* Begin Source extract *
What's soft lockup?

Robert Heller heller at deepsoft.com
Tue Jul 7 18:14:13 UTC 2020


At Tue, 7 Jul 2020 12:59:08 -0300 "Ubuntu user technical support,  not for general discussions" <ubuntu-users at lists.ubuntu.com> wrote:

> 
> I'm really sorry I can't spend more time into this right now but.. and
> that the xenomai project (and CAN msgs) are new to me.. but I got
> curious with xenomail src code when I opened, and indeed you're
> right.. there are only socket operations in rtcansend.c or
> rtcanrcv.c...

Yes, the CAN (Community Area Network) is commonly used in automobiles as the 
communication "network" for all of the little processors in your car.  I 
believe CAN might also be used in industrial systems as an interprocessor 
communication.  (It is also being used in Model Railroading -- see 
OpenLCB.org.)  Under Linux CAN drivers show up as sockets in the CAN family.
* End Source extract *
* Begin Data records *
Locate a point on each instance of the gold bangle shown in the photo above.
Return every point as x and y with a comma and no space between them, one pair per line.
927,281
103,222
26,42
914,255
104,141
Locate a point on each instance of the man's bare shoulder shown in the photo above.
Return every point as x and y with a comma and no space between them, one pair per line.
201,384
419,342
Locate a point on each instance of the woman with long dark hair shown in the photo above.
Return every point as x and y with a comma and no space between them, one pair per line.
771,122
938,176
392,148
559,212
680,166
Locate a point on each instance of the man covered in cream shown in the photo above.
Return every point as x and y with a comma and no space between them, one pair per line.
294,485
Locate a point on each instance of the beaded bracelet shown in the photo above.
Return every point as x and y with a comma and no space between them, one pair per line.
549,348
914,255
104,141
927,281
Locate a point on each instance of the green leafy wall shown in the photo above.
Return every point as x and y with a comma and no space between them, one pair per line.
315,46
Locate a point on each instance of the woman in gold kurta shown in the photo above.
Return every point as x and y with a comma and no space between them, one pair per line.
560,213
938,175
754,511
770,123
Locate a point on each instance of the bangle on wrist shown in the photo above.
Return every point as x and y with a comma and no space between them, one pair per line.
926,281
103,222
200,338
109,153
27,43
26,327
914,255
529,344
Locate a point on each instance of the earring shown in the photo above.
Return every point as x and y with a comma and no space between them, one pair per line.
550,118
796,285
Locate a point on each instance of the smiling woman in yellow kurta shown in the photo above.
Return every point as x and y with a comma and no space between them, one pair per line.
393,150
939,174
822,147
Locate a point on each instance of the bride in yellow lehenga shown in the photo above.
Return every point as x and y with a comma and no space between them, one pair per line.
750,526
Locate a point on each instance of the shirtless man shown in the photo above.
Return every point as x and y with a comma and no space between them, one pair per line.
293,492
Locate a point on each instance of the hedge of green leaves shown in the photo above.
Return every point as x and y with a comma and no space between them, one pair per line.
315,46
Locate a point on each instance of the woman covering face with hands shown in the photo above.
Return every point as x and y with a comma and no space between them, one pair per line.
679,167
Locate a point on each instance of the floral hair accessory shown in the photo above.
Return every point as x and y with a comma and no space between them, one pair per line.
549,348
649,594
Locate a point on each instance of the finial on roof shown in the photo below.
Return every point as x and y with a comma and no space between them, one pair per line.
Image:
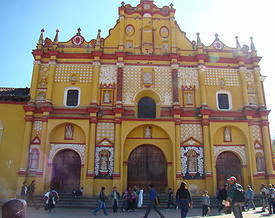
198,40
98,35
56,36
252,46
238,46
78,31
40,41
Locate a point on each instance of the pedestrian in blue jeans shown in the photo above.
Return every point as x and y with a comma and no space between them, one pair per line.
101,202
184,198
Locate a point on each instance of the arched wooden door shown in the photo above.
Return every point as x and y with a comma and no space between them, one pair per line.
146,108
66,171
146,165
227,165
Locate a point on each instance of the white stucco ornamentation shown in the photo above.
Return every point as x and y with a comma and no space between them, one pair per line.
190,130
188,77
78,148
199,151
213,76
108,75
105,130
239,150
111,159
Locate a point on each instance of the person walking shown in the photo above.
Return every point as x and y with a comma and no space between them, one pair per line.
30,192
24,189
221,197
153,204
101,202
140,198
115,196
205,203
236,196
184,199
171,199
50,197
271,199
249,196
263,193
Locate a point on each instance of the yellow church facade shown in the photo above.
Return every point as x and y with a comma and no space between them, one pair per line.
142,105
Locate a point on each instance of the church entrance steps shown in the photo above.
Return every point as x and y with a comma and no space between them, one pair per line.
* End Data records *
Short exercise A ::
Answer each question using the soft lockup thread:
(i) Who posted the reply, and on what date?
(ii) Which two source files are said to contain only socket operations?
(iii) Under Linux, how do CAN drivers show up?
Short exercise B ::
Reproduce the passage of the soft lockup thread starting with "Yes, the CAN" and going on through "the CAN family.".
These lines are not needed for the work.

Worked solution A ::
(i) Robert Heller posted it on Tuesday, July 7, 2020.
(ii) rtcansend.c and rtcanrcv.c
(iii) They show up as sockets in the CAN family.

Worked solution B ::
Yes, the CAN (Community Area Network) is commonly used in automobiles as the 
communication "network" for all of the little processors in your car.  I 
believe CAN might also be used in industrial systems as an interprocessor 
communication.  (It is also being used in Model Railroading -- see 
OpenLCB.org.)  Under Linux CAN drivers show up as sockets in the CAN family.